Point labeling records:
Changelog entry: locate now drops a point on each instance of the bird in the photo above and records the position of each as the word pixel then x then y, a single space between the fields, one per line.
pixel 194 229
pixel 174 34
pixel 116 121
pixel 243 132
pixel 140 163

> _Short exercise_
Copy out the lines of the records above without changing anything.

> _Result of the exercise_
Changelog entry: locate now drops a point on each instance of the bird in the photo above and records the position of each as the word pixel then x then y, a single space between the fields, one per line.
pixel 194 229
pixel 174 34
pixel 116 121
pixel 243 132
pixel 140 163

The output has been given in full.